[Opening Text segment section]
Commentary: In Search of a Moral Health Care System
We are a country whose citizens pledge “liberty and justice for all” and whose government is to be organized so as to “promote the common welfare”.
We are a country whose citizens pledge “liberty and justice for all” and whose government is to be organized so as to “promote the common welfare”. To propose a health care system that places an unfair burden on the poor and the elderly is a violation of those values, but that is exactly what the so called American Health Care Act does. This is the “repeal and replace” legislation that GOP leaders hope to expedite through Congress in the coming days.
It is difficult to imagine an issue that so profoundly affects each person the way health care does. It is complex, because we are complex and the contexts in which we live and work and have our being are also complex. Each of us needs health care at every stage of life, whether it is preventive services that help to keep us healthy and identify concerns or the myriad of procedures and therapies that address the host of conditions that can threaten our very existence.
[Closing Text segment section]
[Opening Provided information section]
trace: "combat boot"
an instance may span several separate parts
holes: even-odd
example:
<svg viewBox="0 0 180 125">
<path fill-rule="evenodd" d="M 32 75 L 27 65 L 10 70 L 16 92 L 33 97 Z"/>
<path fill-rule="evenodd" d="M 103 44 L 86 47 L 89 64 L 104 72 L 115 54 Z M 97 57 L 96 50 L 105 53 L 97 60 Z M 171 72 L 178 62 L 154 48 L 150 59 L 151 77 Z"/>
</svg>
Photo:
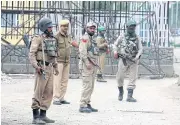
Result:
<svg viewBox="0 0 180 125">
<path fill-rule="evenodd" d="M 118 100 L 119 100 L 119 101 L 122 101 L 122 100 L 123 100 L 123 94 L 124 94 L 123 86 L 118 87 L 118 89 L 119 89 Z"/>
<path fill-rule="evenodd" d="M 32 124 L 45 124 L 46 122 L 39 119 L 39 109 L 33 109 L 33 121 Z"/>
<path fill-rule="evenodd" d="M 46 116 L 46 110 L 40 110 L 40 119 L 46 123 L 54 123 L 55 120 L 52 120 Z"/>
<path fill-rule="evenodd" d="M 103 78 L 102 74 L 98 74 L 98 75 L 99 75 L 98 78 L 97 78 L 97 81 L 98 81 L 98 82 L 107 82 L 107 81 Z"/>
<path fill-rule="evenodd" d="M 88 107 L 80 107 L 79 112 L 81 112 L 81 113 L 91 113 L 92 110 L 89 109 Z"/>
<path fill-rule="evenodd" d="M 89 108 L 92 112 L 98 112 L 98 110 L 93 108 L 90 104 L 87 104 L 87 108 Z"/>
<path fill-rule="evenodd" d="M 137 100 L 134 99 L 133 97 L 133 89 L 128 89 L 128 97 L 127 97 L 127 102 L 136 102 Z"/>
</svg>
[Closing Provided information section]
[Opening Provided information section]
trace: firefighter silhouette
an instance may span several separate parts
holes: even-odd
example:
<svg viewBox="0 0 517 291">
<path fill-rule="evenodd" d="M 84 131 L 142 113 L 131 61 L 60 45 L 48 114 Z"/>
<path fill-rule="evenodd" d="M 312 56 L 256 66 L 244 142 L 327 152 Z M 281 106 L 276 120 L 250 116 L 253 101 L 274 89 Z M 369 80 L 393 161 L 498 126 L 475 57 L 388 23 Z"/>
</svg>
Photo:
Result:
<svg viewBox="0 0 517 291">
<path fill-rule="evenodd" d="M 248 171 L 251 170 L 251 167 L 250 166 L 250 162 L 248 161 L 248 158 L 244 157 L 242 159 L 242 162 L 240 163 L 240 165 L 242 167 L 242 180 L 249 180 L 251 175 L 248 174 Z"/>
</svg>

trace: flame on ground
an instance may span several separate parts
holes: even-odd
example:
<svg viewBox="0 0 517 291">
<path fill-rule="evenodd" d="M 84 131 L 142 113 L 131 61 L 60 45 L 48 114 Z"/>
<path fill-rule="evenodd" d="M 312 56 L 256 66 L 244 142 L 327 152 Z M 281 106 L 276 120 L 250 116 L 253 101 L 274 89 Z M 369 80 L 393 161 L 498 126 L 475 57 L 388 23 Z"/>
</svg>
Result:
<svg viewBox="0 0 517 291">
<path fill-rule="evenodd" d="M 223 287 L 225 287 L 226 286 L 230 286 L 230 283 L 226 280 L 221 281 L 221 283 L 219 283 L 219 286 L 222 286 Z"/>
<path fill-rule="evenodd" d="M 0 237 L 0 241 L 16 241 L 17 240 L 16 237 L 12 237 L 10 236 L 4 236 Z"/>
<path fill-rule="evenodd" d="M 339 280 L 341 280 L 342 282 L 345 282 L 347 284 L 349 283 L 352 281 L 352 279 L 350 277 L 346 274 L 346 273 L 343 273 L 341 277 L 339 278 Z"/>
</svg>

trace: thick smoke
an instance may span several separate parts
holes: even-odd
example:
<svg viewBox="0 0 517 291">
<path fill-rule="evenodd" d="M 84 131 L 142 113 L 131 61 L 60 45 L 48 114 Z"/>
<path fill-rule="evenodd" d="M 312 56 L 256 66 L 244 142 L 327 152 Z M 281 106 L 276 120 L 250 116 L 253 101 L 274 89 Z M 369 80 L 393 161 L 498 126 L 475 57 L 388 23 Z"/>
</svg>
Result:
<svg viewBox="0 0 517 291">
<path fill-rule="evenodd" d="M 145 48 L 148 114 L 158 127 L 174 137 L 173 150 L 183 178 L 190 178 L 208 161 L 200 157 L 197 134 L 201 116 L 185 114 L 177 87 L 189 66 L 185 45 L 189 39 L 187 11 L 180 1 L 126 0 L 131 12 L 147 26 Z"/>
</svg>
[Closing Provided information section]
[Opening Provided information section]
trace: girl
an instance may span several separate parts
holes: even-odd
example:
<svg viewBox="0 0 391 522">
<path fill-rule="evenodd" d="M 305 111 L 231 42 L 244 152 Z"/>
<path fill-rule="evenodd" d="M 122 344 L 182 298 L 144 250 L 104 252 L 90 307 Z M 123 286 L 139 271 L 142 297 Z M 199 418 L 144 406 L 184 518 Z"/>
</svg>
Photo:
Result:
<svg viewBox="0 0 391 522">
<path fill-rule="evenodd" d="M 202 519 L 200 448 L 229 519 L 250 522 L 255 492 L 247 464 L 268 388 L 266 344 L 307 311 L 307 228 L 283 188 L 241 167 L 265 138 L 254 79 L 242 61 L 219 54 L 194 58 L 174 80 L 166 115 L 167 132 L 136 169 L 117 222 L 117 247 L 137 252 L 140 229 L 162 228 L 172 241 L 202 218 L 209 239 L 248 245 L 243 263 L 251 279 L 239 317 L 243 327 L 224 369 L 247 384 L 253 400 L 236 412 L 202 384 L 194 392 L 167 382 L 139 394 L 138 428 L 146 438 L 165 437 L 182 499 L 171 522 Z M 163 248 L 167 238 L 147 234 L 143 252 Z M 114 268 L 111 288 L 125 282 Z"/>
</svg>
[Closing Provided information section]
■ Try it ■
Continue the commentary on building a moral health care system, starting after its last sentence.

■ Result of this task ■
Health care is, without question, a basic and fundamental human need. It is certainly equal to the need to access water, plumbing, electricity, trash removal, education as well as services that provide for our safety and security and that promote the common good. It only stands to reason that a service so essential to life be something we guarantee to every citizen. All of us together, as fellow citizens, are responsible to ensure access for everyone, regardless of economic status and ability to pay.
To be sure, the Affordable Care Act is something can and ought to be improved, but the evidence is clear about the millions of citizens who are benefitting from it, not the least of which are the millions who did not previously have health coverage. But rather than working on it together, it has been made into a political wedge that continues to divide the country. America deserves better.
If there is going to be a “repeal and replace” it must improve on the ACA by increasing the number of insured, lowering overall health care cost more than the ACA already has (and it has), and it must make health care more affordable, especially to those who struggle most to afford it. But the GOP’s “American Health Care Act” doesn’t do that. It continues to treat health care like a privilege or a commodity to be sold at market value with profits and tax breaks that line the pockets of the rich.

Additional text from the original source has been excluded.